**Seleção:**
Tive o prazer de escrever mais um artigo para o Alma de Viajante. Desta vez, um tema mais prático. Como organizar uma ida a Machu Picchu. Aqui fica o texto.

Machu Picchu – manual de sobrevivência
Este não é o género de texto que costume escrever. Mas deu-me tanto trabalho chegar a Machu Picchu que achei por bem partilhar a minha experiência à laia de manual de sobrevivência para o viajante independente. 
Infelizmente, para quem gosta de viajar ao sabor do vento, Machu Picchu não é um lugar onde se possa bater à porta e entrar. Antes pelo contrário, é daqueles sítios, que obrigam o viajante a planear a sua ida com meses de antecedência. Meses? Não, não é uma hipérbole. São mesmo meses!

**Conjunto de tarefas:**
1) Segundo o texto sobre Machu Picchu, com quanta antecedência o viajante tem de planear a ida?
2) Coloque todas as linhas da listagem numa lista JSON de strings, uma string por linha e sem as linhas em branco. Deixe as imagens de fora da resposta.

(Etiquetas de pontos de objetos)
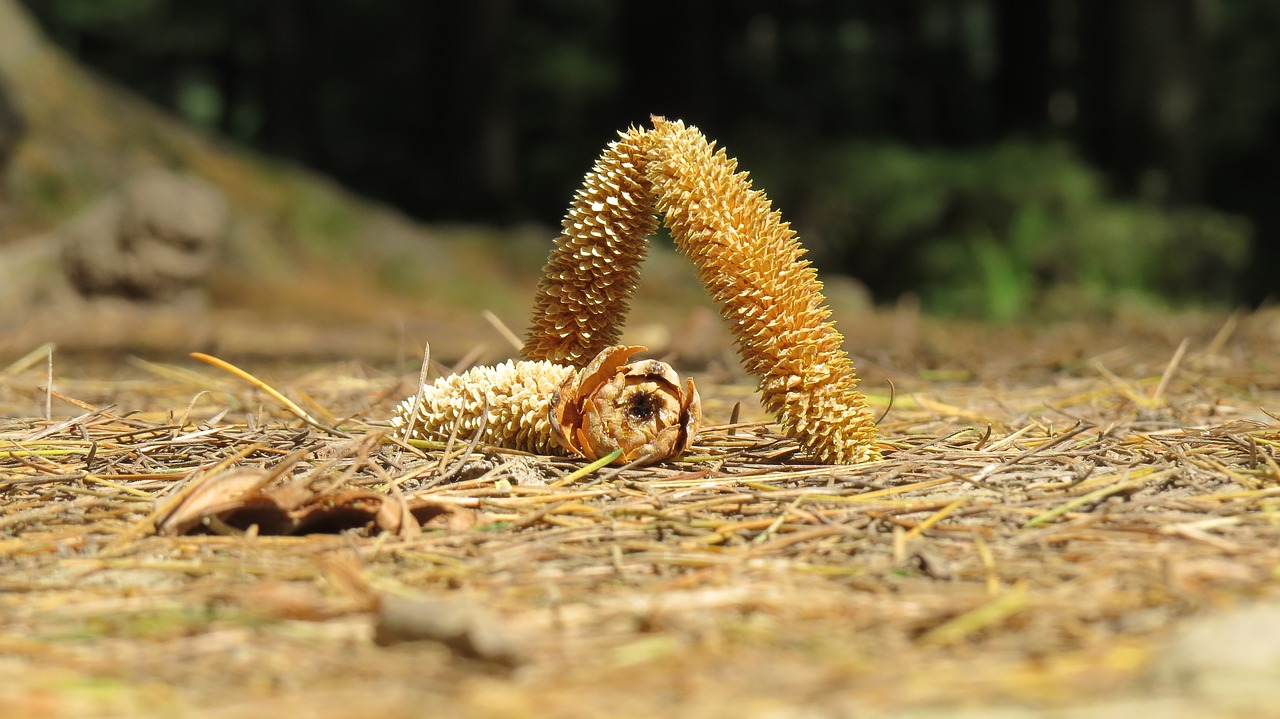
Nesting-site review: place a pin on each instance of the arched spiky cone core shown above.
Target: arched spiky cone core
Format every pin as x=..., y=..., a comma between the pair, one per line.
x=594, y=268
x=746, y=257
x=750, y=262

**Respostas dadas:**
1) Com meses de antecedência.

2)
[
  "Nesting-site review: place a pin on each instance of the arched spiky cone core shown above.",
  "Target: arched spiky cone core",
  "Format every pin as x=..., y=..., a comma between the pair, one per line.",
  "x=594, y=268",
  "x=746, y=257",
  "x=750, y=262"
]